**Tasks and exercises**:
**A.** Please return the passage of the post on task managers starting at "Stop Using Your" and ending at "free to disagree.", copied without any change.
**B.** Based on the post on task managers, mark each statement below yes or no and support each verdict with the deciding words of the post, quoted exactly. (i) The writer finds Gantt charts very helpful for visualizing a set of interconnected tasks and dependencies. (ii) The writer chooses to focus on large efforts such as finance systems rather than on bookcases. (iii) The writer agrees that full-blown project management tools are overkill for many small projects.

━━━ Selection ━━━

Stop Using Your Task Manager as a Project Manager

OK - I’ve made a career as a project manager, and I’ve found this discussion interesting. For what they’re worth, here are my thoughts.

“Project” means different things in different circumstances - me building a bookcase is a project; me with.a team of 40 rebuilding systems and processes for finance, HR and payroll for a university is also a project. It’s pretty obvious that one wouldn’t use the same tool for both and there’s no need to spend much time explaining why. So it seems to me that the debate is much more about bookcases than finance systems and processes so that’s the direction I’ll take. Feel free to disagree.

The point’s been made (most recently be @Leo) that for many small projects, full-blown project management tools are overkill, and I think that’s true (aside: I wish people would stop assuming that “full-blown project management” equals “Gantt chart”. Gantt are very helpful in visualising, viewing, presenting a set of interconnect tasks and dependencies; they, in my long and varied experience, a lot less useful in actually planning and managing projects. But I digress). The question becomes how to decide when a task manager is OK and when something more is needed. More on that later.

━━━ Data provided ━━━

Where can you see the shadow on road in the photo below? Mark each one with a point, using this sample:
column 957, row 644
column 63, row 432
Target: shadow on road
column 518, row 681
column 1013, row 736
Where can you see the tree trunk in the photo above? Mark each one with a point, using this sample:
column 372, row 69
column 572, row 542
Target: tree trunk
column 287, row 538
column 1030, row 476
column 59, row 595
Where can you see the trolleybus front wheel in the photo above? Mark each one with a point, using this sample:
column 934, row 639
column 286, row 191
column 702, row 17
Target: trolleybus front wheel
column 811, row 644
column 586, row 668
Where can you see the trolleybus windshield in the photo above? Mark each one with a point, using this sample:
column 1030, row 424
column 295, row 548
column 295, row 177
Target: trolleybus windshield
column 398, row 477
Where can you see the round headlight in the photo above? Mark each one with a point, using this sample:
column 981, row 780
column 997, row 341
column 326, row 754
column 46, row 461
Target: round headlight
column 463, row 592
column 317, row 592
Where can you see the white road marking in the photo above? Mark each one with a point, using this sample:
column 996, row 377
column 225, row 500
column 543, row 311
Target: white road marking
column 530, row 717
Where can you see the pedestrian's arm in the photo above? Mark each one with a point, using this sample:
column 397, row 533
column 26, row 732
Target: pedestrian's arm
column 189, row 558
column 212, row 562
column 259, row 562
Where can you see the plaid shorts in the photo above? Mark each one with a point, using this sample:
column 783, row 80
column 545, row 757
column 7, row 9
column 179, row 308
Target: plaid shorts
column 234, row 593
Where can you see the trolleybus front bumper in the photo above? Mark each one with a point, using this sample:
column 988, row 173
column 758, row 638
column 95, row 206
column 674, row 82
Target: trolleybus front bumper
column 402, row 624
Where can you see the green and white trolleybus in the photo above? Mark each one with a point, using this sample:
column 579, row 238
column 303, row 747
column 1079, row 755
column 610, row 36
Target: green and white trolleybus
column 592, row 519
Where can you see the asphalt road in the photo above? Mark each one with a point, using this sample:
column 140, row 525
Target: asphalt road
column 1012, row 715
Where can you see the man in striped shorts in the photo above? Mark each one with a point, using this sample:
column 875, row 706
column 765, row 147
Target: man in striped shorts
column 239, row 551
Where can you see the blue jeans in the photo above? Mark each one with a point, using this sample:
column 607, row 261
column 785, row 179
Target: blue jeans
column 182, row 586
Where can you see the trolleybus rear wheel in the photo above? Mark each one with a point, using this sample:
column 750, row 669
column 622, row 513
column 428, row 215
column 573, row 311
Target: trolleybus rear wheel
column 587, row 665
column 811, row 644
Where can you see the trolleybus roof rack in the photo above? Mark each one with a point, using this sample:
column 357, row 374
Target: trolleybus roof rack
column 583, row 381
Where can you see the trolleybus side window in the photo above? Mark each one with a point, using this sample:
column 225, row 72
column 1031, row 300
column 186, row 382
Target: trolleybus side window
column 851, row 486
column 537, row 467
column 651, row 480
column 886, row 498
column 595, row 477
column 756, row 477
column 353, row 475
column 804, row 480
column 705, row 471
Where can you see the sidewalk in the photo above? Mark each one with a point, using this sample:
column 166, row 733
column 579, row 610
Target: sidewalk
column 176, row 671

━━━

**The solutions**:
**A.**
Stop Using Your Task Manager as a Project Manager

OK - I’ve made a career as a project manager, and I’ve found this discussion interesting. For what they’re worth, here are my thoughts.

“Project” means different things in different circumstances - me building a bookcase is a project; me with.a team of 40 rebuilding systems and processes for finance, HR and payroll for a university is also a project. It’s pretty obvious that one wouldn’t use the same tool for both and there’s no need to spend much time explaining why. So it seems to me that the debate is much more about bookcases than finance systems and processes so that’s the direction I’ll take. Feel free to disagree.

**B.**
(i) Yes: "Gantt are very helpful in visualising, viewing, presenting a set of interconnect tasks and dependencies"
(ii) No: "So it seems to me that the debate is much more about bookcases than finance systems and processes so that’s the direction I’ll take."
(iii) Yes: "for many small projects, full-blown project management tools are overkill, and I think that’s true"